EXERCISE OBJECTIVE
Reproduce the listing below line for line, keeping every character and tab unchanged.

/---

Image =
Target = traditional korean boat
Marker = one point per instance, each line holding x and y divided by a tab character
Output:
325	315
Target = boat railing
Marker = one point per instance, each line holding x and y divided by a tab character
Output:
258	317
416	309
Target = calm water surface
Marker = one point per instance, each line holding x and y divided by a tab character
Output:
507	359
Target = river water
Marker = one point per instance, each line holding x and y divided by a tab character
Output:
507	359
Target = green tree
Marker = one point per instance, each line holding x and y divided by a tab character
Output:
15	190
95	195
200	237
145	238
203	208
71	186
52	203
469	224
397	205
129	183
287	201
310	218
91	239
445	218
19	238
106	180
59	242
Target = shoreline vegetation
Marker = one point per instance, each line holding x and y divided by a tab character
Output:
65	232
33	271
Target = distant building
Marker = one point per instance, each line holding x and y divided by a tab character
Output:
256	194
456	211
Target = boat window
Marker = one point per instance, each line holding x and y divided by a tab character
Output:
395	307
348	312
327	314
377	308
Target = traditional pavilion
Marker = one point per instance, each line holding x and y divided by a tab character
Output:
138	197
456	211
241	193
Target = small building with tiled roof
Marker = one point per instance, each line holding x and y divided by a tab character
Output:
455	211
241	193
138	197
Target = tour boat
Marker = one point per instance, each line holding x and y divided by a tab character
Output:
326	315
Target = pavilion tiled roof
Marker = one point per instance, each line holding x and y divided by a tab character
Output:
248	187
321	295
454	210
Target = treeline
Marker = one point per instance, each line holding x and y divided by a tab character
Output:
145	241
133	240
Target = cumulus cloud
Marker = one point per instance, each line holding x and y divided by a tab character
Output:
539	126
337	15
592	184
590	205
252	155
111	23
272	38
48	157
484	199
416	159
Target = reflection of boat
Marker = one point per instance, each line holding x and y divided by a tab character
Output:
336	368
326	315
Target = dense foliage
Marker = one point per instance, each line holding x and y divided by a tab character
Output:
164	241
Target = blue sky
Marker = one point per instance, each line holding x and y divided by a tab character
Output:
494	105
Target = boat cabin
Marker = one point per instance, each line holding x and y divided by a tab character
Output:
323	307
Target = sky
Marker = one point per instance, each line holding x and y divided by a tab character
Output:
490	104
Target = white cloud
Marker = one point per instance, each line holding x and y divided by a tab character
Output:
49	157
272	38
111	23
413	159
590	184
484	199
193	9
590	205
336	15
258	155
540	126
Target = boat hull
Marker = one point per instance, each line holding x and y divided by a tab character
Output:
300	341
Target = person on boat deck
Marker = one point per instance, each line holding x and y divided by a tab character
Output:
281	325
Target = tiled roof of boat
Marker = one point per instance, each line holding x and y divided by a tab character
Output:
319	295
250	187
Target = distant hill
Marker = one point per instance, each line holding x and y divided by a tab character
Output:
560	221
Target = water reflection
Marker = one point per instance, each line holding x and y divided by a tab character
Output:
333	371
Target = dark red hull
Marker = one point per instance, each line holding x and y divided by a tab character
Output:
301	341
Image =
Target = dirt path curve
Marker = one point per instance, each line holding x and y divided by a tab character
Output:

\---

SOLUTION FOR THIS PROBLEM
Image =
Target = traditional korean boat
Marker = one point per instance, each line holding x and y divided by a tab character
Output:
325	315
Target = boat railing
Marker = one point per instance, each line holding x and y divided by a tab character
Output:
258	317
416	309
Target = calm water surface
Marker = one point per instance, each line holding x and y divided by a tab character
Output:
507	359
Target = river water
Marker = one point per instance, each line holding x and y divided by a tab character
Output:
507	359
Target = green tree
Marker = one point per instance, each line holding x and y divided by a tab character
Output:
15	190
95	195
200	237
145	238
203	208
71	186
52	203
469	224
397	205
129	183
287	201
310	218
91	239
445	218
19	238
106	180
59	242
Target = shoreline vegetation
Marker = one point per instance, each line holding x and y divided by a tab character
Output:
65	232
33	271
Target = distant building
Marker = one point per instance, each line holding x and y divided by a tab character
Output:
256	194
456	211
Target = boat window
Marker = one point per instance, each line holding x and y divided by a tab character
Output:
395	307
348	312
327	314
377	308
Target = traditional pavilion
Marker = one point per instance, each line holding x and y divided by a tab character
Output:
138	197
456	211
241	193
Target = small building with tiled roof
Marker = one point per instance, each line holding x and y divided by a tab character
Output:
455	211
241	193
138	197
Target = tour boat
Marker = one point per instance, each line holding x and y divided by a tab character
Output:
326	315
Target = pavilion tiled roof
Marker = one point per instance, each line holding x and y divided by a tab character
Output:
248	187
321	295
454	210
Target = treeline
Marker = one point per instance, each line holding x and y divided by a tab character
Output:
145	241
133	240
Target = cumulus cloud
Marker = one point per instance, each line holding x and y divided by a tab character
Output:
539	126
337	15
592	184
590	205
252	155
111	23
272	38
48	157
484	199
416	159
Target = reflection of boat
Marker = one point per instance, each line holding x and y divided by a tab character
Output:
336	368
326	315
Target = dense foliage
Marker = one point per instance, each line holding x and y divided by a tab character
Output:
164	241
Target = blue sky
Marker = one point per instance, each line holding x and y divided by a tab character
Output:
494	105
Target = boat cabin
Marker = one point per instance, each line holding x and y divided by a tab character
Output:
323	307
Target = sky
Marker = one point per instance, each line holding x and y divided by a tab character
Output:
490	104
Target = white cloud
Marker = one point per instance, each line holding x and y divided by a tab character
Output:
49	157
272	38
111	23
413	159
590	184
484	199
193	9
590	205
336	15
258	155
540	126
Target = boat hull
Marker = one point per instance, each line holding x and y divided by a tab character
Output:
300	341
Target = person on boat deck
Marker = one point per instance, each line holding x and y divided by a tab character
Output:
281	325
Target = tiled roof of boat
Marker = one point per instance, each line holding x and y divided by a tab character
Output:
319	295
250	187
Target = distant hill
Marker = one point per instance, each line holding x and y divided by a tab character
Output:
560	221
Target = water reflection
Marker = one point per instance, each line holding x and y divided by a tab character
Output:
333	371
Target = dark red hull
Marker = one point per instance, each line holding x and y divided by a tab character
Output:
301	341
Image =
Target = dirt path curve
Marker = one point per instance, each line holding x and y divided by a tab character
Output:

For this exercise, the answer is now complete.